TEXT SECTION:
When you need to solder, you need a surface to solder on. A soldering block not only protects your benchtop from fire but can also offer many other properties that will assist in the soldering operation. Pepetools offers a range of soldering blocks in different sizes, shapes, and materials. Here we discuss the different types and the relative advantages of each type.
Why do you need a soldering block?
Soldiering silver and gold requires the use of a gas torch. The first reason for using a soldering block is to protect the bench top from the flame and prevent burning your bench. But not all soldering blocks will do this. They can also serve to reflect heat and assist in getting the metal up to temperature. They can also have a chemical property which helps when soldering. So, choosing the right soldering block is very important.
Soldering blocks come in a variety of materials, each with different properties. Charcoal blocks are made from wood, either natural or compressed. Ceramic, made from fired ceramic (pottery), Refractory boards are flat sheets, or blocks designed as an “Asbestos substitute”. (asbestos is no longer used in any soldering products)
Pepetools ceramic soldering blocks are made of unglazed ceramic material and have been kiln fired like pottery. Lightweight and hard, they feature a honeycomb design with holes passing all the way through. This allows the heat to disperse through and away from the piece, assisting with even heating and reducing the chance of overheating (melting, reticulation, and fire scale). These blocks can be particularly useful when soldering or annealing flat shapes, allowing more even heating.
Convenient round ceramic blocks are available in 4” diameter and 6” diameter both ½ “thick. The space saving 4” is ideal for small jewelry items such as rings, whereas the 6” version is better for larger items such as bangles.
Pepetools also offer a range of ceramic sheets in varying sizes. Again, all feature a unique honeycomb design with holes passing directly through the blocks. Available in 5½" x 4" Rectangle, and 8" x 5 ¾ “Rectangle both ½” thick.
Tip: - Due to the holes in the honeycomb design, if the block is placed on a tripod, it is possible to heat a piece from underneath. This facilitates sweat soldering where a sheet is heated from underneath, and components are placed on the surface, with solder already applied.
Above a tripod used with a ceramic block to heat the silver from underneath.
It is also possible to use stainless steel binding wire or pins, inserted into the holes to hold and secure items whilst being soldered. If necessary, a piece could even be tied to the block to prevent movement. Note: - Small Ceramic pins can also be purchased, which fit in the holes, but they do tend to be very fragile.
Above steel binding wire threaded through the ceramic block to hold a piece in position for soldering. Tip;- remember to allow the piece to cool before handling it to remove the wire. Easiest done by sniping the wire.
Ceramic Block Advantages.
- Great heat dissipation, assisting with even heating.
- Ability to heat from underneath.
- Holes provide fixing points for pins or wires.
Points to consider.
The ceramic is hard and long lasting but can be brittle if the blocks are dropped. They can’t be drilled, cut, or carved, and may crack if excessive force is applied, or the block dropped.

GIVEN TASK 1:
List every size of ceramic soldering block that the article on soldering blocks says is available, including its shape and thickness.
GIVEN TASK 2:
Reproduce the stretch of the article on soldering blocks from "Soldiering silver and" through "is very important.".

LISTED RECORDS:
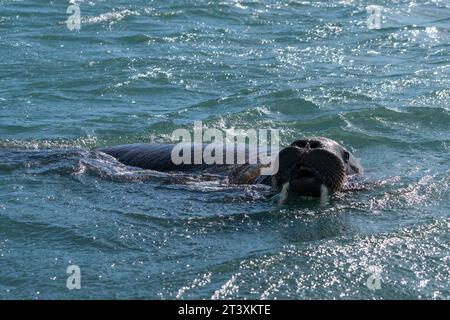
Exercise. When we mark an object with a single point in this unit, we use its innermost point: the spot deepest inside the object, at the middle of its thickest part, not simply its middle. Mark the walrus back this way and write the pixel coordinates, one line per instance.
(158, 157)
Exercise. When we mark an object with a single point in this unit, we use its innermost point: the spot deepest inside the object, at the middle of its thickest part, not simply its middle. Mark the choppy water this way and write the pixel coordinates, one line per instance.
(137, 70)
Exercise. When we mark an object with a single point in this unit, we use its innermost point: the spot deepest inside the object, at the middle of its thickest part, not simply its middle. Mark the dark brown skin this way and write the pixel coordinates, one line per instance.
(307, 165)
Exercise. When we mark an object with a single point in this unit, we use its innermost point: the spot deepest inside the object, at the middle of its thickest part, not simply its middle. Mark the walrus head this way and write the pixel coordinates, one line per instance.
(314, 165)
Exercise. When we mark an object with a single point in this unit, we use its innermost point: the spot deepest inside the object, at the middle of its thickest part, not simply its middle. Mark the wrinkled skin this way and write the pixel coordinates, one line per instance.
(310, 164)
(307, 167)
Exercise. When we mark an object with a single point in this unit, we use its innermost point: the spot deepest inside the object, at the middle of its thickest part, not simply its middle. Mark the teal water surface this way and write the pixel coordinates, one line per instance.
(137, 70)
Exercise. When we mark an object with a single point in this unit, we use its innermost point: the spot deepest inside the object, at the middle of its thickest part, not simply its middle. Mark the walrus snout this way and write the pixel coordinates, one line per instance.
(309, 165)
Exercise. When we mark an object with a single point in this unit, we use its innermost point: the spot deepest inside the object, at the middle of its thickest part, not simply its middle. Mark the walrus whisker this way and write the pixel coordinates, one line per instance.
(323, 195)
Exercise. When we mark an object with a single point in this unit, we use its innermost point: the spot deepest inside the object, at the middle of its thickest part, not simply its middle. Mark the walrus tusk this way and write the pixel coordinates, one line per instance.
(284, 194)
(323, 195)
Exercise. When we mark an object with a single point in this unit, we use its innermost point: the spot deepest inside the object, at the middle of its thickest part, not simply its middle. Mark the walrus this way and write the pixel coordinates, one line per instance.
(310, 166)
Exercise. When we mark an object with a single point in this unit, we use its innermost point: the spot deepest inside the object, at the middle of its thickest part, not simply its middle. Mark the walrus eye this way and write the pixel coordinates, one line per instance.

FINISHED ANSWER 1:
- Round, 4" diameter, ½" thick
- Round, 6" diameter, ½" thick
- Rectangle, 5½" x 4", ½" thick
- Rectangle, 8" x 5¾", ½" thick

FINISHED ANSWER 2:
Soldiering silver and gold requires the use of a gas torch. The first reason for using a soldering block is to protect the bench top from the flame and prevent burning your bench. But not all soldering blocks will do this. They can also serve to reflect heat and assist in getting the metal up to temperature. They can also have a chemical property which helps when soldering. So, choosing the right soldering block is very important.